** start of Dataset records **
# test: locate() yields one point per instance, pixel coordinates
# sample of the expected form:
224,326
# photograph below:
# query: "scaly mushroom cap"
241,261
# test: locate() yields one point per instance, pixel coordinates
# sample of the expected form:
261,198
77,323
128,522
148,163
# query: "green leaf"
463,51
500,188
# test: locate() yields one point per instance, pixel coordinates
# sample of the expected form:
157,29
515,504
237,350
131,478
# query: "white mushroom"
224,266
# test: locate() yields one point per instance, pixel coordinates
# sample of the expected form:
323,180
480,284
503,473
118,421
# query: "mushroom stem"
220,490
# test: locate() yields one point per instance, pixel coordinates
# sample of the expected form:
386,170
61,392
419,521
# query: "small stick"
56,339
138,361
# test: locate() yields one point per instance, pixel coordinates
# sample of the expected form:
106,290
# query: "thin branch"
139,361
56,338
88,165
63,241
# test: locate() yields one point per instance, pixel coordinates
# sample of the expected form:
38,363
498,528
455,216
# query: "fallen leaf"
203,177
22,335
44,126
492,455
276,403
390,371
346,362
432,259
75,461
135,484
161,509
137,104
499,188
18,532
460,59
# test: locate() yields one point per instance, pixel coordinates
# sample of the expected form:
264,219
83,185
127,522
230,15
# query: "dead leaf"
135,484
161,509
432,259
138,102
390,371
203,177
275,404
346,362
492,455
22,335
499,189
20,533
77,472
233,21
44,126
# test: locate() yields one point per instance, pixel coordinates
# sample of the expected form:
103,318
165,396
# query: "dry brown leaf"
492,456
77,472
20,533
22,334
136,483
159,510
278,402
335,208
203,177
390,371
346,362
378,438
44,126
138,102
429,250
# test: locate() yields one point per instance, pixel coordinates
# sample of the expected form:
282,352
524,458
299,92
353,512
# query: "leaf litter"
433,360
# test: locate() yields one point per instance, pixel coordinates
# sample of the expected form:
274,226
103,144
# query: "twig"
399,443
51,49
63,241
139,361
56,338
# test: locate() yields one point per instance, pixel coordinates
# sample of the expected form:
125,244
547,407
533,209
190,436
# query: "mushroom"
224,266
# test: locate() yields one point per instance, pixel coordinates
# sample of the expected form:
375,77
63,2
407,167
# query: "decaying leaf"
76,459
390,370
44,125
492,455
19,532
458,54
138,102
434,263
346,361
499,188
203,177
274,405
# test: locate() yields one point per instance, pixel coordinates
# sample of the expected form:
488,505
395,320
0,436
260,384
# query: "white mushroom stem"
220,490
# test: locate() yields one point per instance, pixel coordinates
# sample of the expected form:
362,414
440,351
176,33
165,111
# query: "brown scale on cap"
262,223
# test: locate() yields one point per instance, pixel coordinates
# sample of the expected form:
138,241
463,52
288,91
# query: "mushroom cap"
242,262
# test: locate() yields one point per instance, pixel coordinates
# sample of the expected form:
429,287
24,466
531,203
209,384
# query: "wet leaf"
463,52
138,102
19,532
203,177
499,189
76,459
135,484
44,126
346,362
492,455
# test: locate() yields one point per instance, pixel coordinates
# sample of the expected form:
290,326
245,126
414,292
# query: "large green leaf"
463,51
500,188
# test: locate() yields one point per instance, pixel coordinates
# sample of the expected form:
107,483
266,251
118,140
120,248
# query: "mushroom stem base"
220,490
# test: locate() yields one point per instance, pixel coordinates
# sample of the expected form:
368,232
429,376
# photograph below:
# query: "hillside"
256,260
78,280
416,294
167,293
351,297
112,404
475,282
** end of Dataset records **
Go through the data and return every record exactly.

> **The response**
# test: locate() yields one point per instance, pixel coordinates
# sample of the expected form:
224,326
# photograph below:
# query: "scaly mushroom cap"
241,261
# test: locate() yields one point per instance, pixel coordinates
# sample of the expected form:
261,198
77,323
128,522
148,163
# query: "green leaf"
463,51
500,188
# test: locate() yields one point per instance, pixel coordinates
# sample of the expected form:
157,29
515,504
237,350
131,478
# query: "white mushroom"
224,266
# test: locate() yields one point per instance, pixel coordinates
# sample of the expected form:
323,180
480,284
503,473
118,421
# query: "mushroom stem"
220,490
# test: locate() yields one point per instance, pixel coordinates
# sample of the expected form:
386,170
61,392
419,521
# query: "small stick"
56,339
138,361
# test: locate() yields one point per instance, pixel coordinates
# sample of the expected form:
106,290
# query: "thin branch"
139,361
56,338
88,165
63,241
# test: locate() yields one point per instance, pixel coordinates
# sample of the expected form:
38,363
498,528
455,216
# query: "fallen leaf"
203,177
22,335
44,126
492,455
276,403
390,371
346,362
432,259
75,461
135,484
161,509
137,104
499,188
18,532
460,59
# test: locate() yields one point per instance, pixel coordinates
# sample of the expected form:
264,219
83,185
127,522
230,15
# query: "dead leaf"
135,484
161,509
432,259
138,102
390,371
203,177
275,404
346,362
492,455
22,335
499,189
20,533
77,472
233,21
44,126
# test: locate() yields one point per instance, pixel coordinates
# sample of the expected form:
103,318
165,396
# query: "dry brown leaf"
492,456
77,472
20,533
22,334
136,483
159,510
278,402
335,208
203,177
390,371
346,362
378,438
44,126
138,102
429,250
# test: locate() yields one point per instance, pixel coordinates
# sample of the expected form:
282,352
524,458
299,92
353,512
# query: "leaf litter"
433,360
# test: locate() yields one point per instance, pixel coordinates
# sample of the expected form:
274,226
103,144
# query: "twig"
399,443
51,49
63,241
139,361
56,338
# test: locate() yields one point per instance, pixel coordinates
# sample of the expected form:
125,244
547,407
533,209
190,436
# query: "mushroom"
224,266
# test: locate() yields one point per instance, pixel coordinates
# sample of the expected form:
375,77
63,2
407,167
# query: "decaying leaf"
76,459
390,370
44,125
492,455
19,532
458,54
138,102
434,263
346,361
499,188
203,177
274,405
# test: locate() yields one point per instance, pixel coordinates
# sample of the expected form:
488,505
395,320
0,436
260,384
# query: "white mushroom stem"
220,490
# test: locate() yields one point per instance, pixel coordinates
# sample of the expected form:
362,414
440,351
176,33
165,111
# query: "brown scale on cap"
262,223
# test: locate() yields one point per instance, pixel coordinates
# sample of the expected form:
138,241
463,52
288,91
# query: "mushroom cap"
242,262
# test: locate() yields one point per instance, pixel coordinates
# sample of the expected form:
429,287
24,466
531,203
209,384
# query: "wet leaf"
463,52
138,102
19,532
203,177
499,189
76,459
135,484
44,126
346,362
492,455
# test: locate() yields one point per instance, pixel coordinates
# sample of the expected form:
290,326
245,126
414,292
# query: "large green leaf"
463,51
500,188
# test: locate() yields one point per instance, pixel coordinates
# sample of the expected form:
107,483
266,251
118,140
120,248
# query: "mushroom stem base"
220,490
# test: locate() yields one point per instance, pixel coordinates
# sample of the expected form:
368,232
429,376
# photograph below:
# query: "hillside"
256,260
78,280
416,294
167,293
351,297
112,404
475,282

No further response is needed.